> [PROBLEM REQUIREMENTS]: Please render the records as a numbered list, from the first line through the line containing "[232,112,345,248]", inclusive, leaving out any blank lines.

> [INPUT RECORDS]:
★ ★ ★

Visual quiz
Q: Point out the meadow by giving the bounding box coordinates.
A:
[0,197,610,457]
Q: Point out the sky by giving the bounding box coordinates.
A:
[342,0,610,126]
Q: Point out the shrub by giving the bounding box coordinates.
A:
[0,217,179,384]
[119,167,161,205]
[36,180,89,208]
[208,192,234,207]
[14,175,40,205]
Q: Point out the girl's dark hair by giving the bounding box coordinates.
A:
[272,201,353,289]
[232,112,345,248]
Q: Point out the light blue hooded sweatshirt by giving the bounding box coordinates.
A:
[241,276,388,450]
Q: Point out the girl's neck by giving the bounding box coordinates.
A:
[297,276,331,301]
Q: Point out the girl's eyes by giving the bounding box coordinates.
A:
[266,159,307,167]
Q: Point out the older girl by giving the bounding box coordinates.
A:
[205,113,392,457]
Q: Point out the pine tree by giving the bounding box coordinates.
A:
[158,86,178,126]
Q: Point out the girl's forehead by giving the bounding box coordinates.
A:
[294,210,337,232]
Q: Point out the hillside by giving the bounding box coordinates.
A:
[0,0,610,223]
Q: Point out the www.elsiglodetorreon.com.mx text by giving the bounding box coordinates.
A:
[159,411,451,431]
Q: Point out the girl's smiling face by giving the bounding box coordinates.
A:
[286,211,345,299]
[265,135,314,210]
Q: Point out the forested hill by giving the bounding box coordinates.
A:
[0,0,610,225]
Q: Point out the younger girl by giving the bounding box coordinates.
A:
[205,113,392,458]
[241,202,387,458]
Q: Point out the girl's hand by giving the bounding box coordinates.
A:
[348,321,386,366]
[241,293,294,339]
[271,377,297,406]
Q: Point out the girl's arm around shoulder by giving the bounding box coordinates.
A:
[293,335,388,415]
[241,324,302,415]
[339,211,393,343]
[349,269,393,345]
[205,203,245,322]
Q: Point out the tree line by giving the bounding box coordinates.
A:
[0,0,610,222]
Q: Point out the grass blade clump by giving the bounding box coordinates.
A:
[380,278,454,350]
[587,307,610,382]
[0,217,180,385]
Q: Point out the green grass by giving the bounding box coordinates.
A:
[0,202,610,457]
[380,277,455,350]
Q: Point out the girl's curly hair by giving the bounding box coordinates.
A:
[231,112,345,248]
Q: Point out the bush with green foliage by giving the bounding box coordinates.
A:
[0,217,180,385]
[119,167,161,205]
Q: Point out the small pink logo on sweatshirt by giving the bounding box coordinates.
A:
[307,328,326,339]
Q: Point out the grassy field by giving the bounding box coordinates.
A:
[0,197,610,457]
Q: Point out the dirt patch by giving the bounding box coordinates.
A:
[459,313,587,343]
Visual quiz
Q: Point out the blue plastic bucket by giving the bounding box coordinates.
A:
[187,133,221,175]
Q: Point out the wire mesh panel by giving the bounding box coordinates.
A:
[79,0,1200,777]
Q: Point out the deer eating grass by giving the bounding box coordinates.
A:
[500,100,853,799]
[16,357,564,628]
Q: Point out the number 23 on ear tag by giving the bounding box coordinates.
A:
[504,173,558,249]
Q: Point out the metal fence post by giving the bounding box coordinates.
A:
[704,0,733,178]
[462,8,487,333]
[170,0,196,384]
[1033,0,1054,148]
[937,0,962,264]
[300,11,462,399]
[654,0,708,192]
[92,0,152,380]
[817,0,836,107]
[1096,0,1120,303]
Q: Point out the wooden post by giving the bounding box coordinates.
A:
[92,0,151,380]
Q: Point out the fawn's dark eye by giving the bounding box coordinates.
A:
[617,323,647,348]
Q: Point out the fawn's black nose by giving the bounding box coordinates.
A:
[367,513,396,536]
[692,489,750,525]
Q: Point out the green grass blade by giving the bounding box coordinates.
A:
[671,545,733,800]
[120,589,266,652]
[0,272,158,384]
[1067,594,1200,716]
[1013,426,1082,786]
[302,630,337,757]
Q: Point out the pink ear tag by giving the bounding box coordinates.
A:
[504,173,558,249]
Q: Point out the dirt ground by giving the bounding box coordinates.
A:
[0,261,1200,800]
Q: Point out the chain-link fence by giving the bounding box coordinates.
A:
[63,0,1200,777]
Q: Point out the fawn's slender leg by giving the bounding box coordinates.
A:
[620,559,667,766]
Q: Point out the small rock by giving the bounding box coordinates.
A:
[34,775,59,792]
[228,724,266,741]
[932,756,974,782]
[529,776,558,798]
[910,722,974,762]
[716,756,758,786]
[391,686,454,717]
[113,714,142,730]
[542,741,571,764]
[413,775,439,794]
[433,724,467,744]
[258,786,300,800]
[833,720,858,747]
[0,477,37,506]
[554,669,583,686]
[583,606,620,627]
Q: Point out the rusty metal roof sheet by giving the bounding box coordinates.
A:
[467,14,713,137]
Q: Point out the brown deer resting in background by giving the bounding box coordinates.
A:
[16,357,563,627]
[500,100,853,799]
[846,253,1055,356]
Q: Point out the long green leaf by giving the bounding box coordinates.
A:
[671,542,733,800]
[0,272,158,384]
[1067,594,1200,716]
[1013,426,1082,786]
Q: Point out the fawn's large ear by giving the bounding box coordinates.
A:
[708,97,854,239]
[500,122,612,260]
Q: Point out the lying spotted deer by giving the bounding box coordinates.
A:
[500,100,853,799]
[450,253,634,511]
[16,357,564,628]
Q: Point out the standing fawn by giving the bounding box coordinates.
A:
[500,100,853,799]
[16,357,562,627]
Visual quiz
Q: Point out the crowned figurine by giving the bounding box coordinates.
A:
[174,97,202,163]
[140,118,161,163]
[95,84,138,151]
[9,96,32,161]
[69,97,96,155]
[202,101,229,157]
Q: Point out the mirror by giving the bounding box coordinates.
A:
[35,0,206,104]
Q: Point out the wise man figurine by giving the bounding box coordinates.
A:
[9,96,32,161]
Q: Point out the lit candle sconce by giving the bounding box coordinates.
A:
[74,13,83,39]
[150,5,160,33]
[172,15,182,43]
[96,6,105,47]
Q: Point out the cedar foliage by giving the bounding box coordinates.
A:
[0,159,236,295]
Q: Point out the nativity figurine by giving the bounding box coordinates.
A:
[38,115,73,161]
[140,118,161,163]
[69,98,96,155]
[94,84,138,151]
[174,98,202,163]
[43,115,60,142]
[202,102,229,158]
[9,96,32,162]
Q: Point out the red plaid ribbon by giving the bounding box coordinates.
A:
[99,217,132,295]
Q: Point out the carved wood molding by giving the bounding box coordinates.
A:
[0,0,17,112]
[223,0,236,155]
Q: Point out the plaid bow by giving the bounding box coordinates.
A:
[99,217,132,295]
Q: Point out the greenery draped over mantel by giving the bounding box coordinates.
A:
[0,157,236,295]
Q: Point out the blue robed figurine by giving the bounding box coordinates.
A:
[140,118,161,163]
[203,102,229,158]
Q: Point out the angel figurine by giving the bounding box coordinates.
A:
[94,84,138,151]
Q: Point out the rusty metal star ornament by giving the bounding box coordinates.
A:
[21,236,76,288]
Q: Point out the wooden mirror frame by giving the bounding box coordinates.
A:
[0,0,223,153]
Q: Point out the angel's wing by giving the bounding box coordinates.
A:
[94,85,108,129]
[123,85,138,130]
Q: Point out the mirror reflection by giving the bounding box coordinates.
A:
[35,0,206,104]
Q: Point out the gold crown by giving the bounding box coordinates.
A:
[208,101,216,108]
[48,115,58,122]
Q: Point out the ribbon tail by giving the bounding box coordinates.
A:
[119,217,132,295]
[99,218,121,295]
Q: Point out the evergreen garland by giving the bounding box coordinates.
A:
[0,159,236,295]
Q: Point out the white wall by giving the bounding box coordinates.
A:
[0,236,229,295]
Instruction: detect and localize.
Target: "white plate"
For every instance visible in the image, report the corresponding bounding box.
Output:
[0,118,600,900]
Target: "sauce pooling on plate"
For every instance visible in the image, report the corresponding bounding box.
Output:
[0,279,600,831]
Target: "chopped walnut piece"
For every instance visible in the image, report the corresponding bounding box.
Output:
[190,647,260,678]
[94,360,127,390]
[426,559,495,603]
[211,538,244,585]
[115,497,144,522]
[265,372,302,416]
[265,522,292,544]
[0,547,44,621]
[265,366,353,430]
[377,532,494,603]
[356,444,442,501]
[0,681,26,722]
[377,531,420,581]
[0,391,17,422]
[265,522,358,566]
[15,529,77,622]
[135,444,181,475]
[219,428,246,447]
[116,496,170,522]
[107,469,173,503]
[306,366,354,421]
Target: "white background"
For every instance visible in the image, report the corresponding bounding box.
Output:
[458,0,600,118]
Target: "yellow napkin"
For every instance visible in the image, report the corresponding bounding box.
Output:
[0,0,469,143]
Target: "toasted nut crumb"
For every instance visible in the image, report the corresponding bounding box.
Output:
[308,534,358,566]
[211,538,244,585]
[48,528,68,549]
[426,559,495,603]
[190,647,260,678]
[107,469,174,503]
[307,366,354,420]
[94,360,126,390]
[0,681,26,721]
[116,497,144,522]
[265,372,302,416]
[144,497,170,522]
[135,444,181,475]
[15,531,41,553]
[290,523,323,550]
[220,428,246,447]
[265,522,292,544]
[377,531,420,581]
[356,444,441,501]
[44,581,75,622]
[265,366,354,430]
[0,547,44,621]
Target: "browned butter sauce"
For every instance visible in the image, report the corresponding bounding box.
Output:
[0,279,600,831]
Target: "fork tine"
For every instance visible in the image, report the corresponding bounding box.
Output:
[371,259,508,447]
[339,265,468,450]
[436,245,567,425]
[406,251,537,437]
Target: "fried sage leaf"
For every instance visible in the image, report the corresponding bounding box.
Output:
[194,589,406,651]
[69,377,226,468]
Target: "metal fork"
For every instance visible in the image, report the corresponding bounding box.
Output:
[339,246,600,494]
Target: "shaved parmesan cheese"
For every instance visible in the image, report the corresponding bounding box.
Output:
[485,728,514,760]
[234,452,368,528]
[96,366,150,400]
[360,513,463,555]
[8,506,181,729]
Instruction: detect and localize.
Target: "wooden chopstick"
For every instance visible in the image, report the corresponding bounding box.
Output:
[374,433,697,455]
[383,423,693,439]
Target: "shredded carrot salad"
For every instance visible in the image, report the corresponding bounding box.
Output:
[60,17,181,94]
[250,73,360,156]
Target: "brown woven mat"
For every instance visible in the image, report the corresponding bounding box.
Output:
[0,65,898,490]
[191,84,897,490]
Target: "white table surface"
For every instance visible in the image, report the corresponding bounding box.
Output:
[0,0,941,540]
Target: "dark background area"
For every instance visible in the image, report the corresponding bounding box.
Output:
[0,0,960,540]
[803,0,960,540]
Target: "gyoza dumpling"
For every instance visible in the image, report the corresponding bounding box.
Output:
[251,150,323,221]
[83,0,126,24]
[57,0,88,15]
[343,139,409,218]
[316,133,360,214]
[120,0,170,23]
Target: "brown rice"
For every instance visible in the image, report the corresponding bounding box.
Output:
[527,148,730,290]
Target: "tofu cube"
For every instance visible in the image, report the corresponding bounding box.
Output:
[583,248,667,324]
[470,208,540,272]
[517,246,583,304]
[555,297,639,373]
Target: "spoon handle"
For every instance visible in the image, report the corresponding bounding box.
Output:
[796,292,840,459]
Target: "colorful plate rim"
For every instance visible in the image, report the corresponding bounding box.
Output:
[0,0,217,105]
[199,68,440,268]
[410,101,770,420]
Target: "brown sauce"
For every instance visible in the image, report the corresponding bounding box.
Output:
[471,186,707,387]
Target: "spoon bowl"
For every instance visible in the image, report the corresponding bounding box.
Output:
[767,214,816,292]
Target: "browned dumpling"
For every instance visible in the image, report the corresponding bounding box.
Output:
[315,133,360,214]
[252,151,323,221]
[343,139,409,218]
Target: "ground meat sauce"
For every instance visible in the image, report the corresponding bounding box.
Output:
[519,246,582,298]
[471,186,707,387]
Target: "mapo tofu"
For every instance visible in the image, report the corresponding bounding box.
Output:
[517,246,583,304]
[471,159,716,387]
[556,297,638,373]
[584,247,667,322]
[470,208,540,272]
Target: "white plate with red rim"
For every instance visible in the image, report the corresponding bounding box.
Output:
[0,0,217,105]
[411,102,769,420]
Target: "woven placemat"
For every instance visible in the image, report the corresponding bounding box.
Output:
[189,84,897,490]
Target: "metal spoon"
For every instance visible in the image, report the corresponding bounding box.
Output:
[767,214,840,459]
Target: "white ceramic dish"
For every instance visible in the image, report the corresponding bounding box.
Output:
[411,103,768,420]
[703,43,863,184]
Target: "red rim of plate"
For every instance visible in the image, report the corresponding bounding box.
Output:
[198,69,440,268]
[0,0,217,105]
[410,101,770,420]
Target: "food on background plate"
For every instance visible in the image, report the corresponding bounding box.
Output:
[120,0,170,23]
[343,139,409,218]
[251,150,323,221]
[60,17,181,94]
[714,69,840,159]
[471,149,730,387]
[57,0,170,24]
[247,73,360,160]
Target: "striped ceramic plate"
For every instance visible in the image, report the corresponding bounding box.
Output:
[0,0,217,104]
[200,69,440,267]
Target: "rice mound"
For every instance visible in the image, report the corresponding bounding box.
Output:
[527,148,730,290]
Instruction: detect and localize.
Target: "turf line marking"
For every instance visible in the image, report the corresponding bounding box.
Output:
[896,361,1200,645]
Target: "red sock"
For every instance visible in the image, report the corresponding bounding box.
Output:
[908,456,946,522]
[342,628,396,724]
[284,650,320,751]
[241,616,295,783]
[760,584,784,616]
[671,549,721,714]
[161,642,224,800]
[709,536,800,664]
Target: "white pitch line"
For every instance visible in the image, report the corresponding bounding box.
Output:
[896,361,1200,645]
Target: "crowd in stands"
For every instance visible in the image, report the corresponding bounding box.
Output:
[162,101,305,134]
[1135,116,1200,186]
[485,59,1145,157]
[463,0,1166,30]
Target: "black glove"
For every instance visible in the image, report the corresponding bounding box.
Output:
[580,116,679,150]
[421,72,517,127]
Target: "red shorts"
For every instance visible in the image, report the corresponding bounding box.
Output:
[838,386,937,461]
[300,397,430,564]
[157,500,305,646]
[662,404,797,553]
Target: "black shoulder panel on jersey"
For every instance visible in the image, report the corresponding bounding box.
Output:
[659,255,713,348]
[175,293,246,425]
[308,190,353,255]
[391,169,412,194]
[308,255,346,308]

★ ★ ★

> [FINAL RESULT]:
1. Visual quiz
2. Q: Point out the meadow by giving the bounding box coordinates.
3. A:
4. [0,197,610,457]
5. Q: Point out the sky by giving the bounding box coordinates.
6. A:
7. [342,0,610,126]
8. Q: Point out the shrub by giving the bounding box coordinates.
9. A:
10. [0,217,179,384]
11. [119,167,161,205]
12. [36,180,89,208]
13. [208,192,234,207]
14. [14,175,40,205]
15. Q: Point out the girl's dark hair by giving the bounding box coordinates.
16. A:
17. [272,201,353,289]
18. [232,112,345,248]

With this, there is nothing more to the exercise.